Record list:

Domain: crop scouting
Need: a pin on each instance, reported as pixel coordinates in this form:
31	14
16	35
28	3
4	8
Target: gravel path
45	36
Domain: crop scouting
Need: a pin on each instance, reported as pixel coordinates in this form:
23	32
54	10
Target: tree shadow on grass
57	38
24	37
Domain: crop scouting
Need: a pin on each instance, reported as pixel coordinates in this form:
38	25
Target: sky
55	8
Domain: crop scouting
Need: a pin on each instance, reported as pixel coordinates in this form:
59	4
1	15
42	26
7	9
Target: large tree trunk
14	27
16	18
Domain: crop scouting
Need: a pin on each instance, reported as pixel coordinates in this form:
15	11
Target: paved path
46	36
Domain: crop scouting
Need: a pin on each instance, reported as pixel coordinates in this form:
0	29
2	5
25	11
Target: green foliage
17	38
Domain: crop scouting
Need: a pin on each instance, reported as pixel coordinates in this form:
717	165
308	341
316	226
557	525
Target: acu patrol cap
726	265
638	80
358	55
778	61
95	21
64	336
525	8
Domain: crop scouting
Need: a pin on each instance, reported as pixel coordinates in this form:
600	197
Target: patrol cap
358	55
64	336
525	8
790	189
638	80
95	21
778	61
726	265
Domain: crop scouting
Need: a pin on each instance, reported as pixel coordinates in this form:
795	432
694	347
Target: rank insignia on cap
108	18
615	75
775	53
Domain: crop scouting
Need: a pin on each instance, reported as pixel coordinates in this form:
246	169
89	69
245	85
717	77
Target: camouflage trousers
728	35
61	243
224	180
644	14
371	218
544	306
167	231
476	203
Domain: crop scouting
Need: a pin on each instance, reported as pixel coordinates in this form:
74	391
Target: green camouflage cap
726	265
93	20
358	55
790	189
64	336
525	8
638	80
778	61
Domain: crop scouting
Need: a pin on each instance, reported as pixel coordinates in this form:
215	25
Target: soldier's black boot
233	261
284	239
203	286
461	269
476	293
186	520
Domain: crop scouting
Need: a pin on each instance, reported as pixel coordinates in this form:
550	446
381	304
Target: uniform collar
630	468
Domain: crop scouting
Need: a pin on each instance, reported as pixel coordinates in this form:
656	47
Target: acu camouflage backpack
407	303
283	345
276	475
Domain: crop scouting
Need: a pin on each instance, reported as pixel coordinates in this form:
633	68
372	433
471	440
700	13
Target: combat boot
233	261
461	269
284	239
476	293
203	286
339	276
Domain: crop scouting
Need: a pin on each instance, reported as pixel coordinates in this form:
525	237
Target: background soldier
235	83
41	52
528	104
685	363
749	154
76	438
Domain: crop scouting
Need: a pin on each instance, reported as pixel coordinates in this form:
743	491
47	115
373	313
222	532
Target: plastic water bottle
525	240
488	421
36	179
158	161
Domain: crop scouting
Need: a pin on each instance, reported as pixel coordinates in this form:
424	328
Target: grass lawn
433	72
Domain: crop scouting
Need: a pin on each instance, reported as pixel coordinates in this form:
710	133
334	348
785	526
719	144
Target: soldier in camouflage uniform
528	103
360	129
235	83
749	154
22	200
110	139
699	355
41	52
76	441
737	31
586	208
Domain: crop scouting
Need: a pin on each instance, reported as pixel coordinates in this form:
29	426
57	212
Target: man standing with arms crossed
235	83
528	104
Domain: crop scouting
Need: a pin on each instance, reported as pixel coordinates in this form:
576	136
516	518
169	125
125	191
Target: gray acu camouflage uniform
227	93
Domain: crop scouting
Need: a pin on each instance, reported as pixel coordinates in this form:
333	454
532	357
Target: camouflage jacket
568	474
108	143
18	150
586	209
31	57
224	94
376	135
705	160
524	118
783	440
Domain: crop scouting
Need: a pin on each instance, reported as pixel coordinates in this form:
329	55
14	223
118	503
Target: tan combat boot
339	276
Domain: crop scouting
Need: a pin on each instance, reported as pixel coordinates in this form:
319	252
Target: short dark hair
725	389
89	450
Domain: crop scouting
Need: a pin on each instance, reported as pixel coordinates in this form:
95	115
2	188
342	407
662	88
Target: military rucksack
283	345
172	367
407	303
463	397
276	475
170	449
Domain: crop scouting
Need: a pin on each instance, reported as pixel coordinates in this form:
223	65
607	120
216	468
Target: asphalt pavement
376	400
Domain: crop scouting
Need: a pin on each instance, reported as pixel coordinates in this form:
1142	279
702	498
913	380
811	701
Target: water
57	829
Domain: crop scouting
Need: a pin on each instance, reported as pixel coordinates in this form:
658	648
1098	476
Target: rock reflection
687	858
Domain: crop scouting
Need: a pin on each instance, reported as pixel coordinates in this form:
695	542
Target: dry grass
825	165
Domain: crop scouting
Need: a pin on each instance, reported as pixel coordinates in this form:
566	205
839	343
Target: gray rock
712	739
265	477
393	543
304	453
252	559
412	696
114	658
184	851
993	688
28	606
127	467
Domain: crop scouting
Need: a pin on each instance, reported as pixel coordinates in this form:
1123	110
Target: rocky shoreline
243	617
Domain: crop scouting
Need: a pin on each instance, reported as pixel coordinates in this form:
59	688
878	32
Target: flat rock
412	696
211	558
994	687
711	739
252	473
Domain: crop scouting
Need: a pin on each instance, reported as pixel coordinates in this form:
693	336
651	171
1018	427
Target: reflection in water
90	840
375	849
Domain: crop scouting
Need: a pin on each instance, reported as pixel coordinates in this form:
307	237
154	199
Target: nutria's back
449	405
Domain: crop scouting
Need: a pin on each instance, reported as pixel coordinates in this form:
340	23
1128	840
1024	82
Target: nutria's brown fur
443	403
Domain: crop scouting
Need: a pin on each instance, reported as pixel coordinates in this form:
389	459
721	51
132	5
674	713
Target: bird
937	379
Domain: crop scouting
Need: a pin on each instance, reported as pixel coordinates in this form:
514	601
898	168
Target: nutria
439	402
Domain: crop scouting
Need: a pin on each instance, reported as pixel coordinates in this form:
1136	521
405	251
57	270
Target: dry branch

What the task asks: All of the data needs to be reproduced exactly, with no line missing.

Task response:
Domain: crop scouting
Need: a pin on each instance, reported as pixel coordinates in this form:
31	14
16	35
28	3
4	8
Target: gravel path
45	36
Domain: crop scouting
Need: a pin on each instance, reported as pixel coordinates in this form:
23	32
54	10
Target: tree shadow on grass
57	38
24	37
Domain: crop scouting
Need: a pin on each instance, reported as pixel coordinates in this form:
38	25
Target: sky
55	8
Domain: crop scouting
Need: a pin on each instance, reported as pixel coordinates in this form:
59	4
1	15
42	26
7	9
Target: large tree trunk
14	27
16	18
Domain: crop scouting
Need: a pin on each instance, reported as pixel coordinates in this form:
15	11
Target: paved path
46	36
Domain: crop scouting
Need: a pin on each instance, reported as pixel coordinates in this form:
0	29
2	5
25	11
Target: green foliage
17	38
Domain: crop scouting
Need: a pin on each instance, reported as pixel coordinates in this form:
717	165
308	341
316	226
557	525
Target: acu patrol cap
726	265
638	80
358	55
778	61
95	21
64	336
525	8
Domain: crop scouting
Need: a pin on each instance, reported as pixel coordinates in this form:
600	197
Target: patrol cap
358	55
64	336
525	8
790	189
638	80
95	21
778	61
726	265
Domain: crop scouting
Need: a pin on each instance, reported as pixel coordinates in this form:
795	432
694	347
Target: rank insignia on cap
108	18
615	75
775	53
Domain: crop scouting
Need: a pin on each instance, reported as pixel coordinates in this form:
246	169
89	69
245	85
717	77
Target: camouflage trousers
728	35
61	243
224	180
644	14
371	218
544	306
167	231
476	203
Domain: crop scouting
Need: a pin on each instance, reported as pixel coordinates in this form:
74	391
Target: green camouflage cap
726	265
93	20
358	55
790	189
64	336
525	8
638	80
778	61
Domain: crop scouting
Need: a pin on each instance, reported as pixel coordinates in this form:
215	25
Target: soldier's black boot
233	261
284	239
203	286
461	269
476	293
186	520
Domain: crop scouting
Need: a pin on each instance, reported as pixel coordinates in this form:
550	446
381	304
Target: uniform collar
630	468
Domain: crop scouting
Need: a pin on each instance, reported as pixel coordinates in this form:
656	47
Target: acu camouflage backpack
407	303
283	345
276	475
Domain: crop scouting
Need: a pin on each instance, reported as pixel coordinates in this form:
633	68
372	433
471	440
700	13
Target: combat boot
233	261
461	269
284	239
476	293
203	286
339	276
Domain: crop scouting
Need: a pin on each instance, reported as pixel coordinates in this form:
525	237
Target: background soldier
235	83
41	52
528	104
685	363
749	154
76	438
Domain: crop scouting
Need: a pin on each instance, reported as pixel coordinates in this form:
743	491
47	115
373	313
222	532
Target: plastic water bottle
525	240
488	421
36	179
158	161
Domain: crop scouting
Need: a pin on each instance, reported as pixel coordinates in this form:
424	328
Target: grass lawn
433	72
Domain: crop scouting
Need: a pin on each instance, reported as pixel coordinates in this form:
710	133
334	348
785	526
719	144
Target: soldier in camouflage uniform
528	103
360	129
235	83
749	154
22	200
110	139
699	355
41	52
76	441
737	31
586	208
Domain: crop scouting
Need: a pin on each instance, reported as pixel coordinates in this form:
29	426
57	212
Target: man standing with arms crossed
235	83
528	104
Domain: crop scouting
Need: a pin on each instance, reported as pixel coordinates in this form:
576	136
516	518
169	125
125	191
Target: gray acu camouflage uniform
227	93
Domain: crop scouting
Need: a pin on each instance, reported as pixel coordinates in this form:
333	454
532	357
Target: camouflage jacket
568	474
108	143
18	150
586	209
31	57
224	94
376	135
705	160
524	118
783	440
Domain: crop scouting
Need: a pin on each instance, reported as pixel coordinates in this form:
329	55
14	223
118	503
Target: tan combat boot
339	276
Domain: crop scouting
Need: a pin on each instance, reported as pixel coordinates in this form:
319	252
Target: short dark hair
725	389
89	450
Domain: crop scouting
Need: a pin on each instance, reported as pixel coordinates in this form:
95	115
2	188
342	407
662	88
Target: military rucksack
283	345
172	367
407	303
463	397
276	475
170	449
Domain: crop scouting
Need: a pin on each instance, reported as pixel coordinates in this form:
223	65
607	120
216	468
Target: asphalt pavement
376	400
Domain: crop scouting
Need: a pin on each instance, reported as pixel coordinates in this form:
1142	279
702	498
913	380
811	701
Target: water
57	829
Domain: crop scouting
Need: a pin on each instance, reported as pixel coordinates in this form:
658	648
1098	476
Target: rock reflection
687	858
Domain: crop scouting
Need: a pin on each instance, reported as pixel coordinates in this form:
695	542
Target: dry grass
825	165
Domain: crop scouting
Need: a pin on each instance, reported as pixel coordinates in this form:
566	205
839	343
Target: gray rock
712	739
265	477
393	543
304	453
252	559
412	696
114	658
184	851
993	688
28	606
127	467
Domain: crop scouting
Need: a pin on each instance, reported as pixel coordinates in this form:
1123	110
Target: rocky shoreline
243	617
Domain: crop scouting
Need: a pin on each instance, reported as pixel coordinates in this form:
59	688
878	32
Target: flat rock
412	696
211	558
994	687
711	739
252	473
Domain: crop scouting
Need: a pin on each instance, reported as pixel coordinates in this form:
693	336
651	171
1018	427
Target: reflection in water
90	840
375	849
Domain: crop scouting
Need: a pin on each instance, reported as pixel coordinates in this form:
307	237
154	199
Target: nutria's back
449	405
Domain: crop scouting
Need: a pin on each instance, reported as pixel coordinates in this form:
340	23
1128	840
1024	82
Target: nutria's brown fur
443	403
Domain: crop scouting
Need: a pin on each instance, reported as pixel coordinates in this form:
389	459
721	51
132	5
674	713
Target: bird
937	379
Domain: crop scouting
Need: a pin on each instance, reported as pixel coordinates in this form:
514	601
898	168
Target: nutria
439	402
Domain: crop scouting
Need: a pin on each instance, reported as pixel coordinates in this form:
1136	521
405	251
57	270
Target: dry branch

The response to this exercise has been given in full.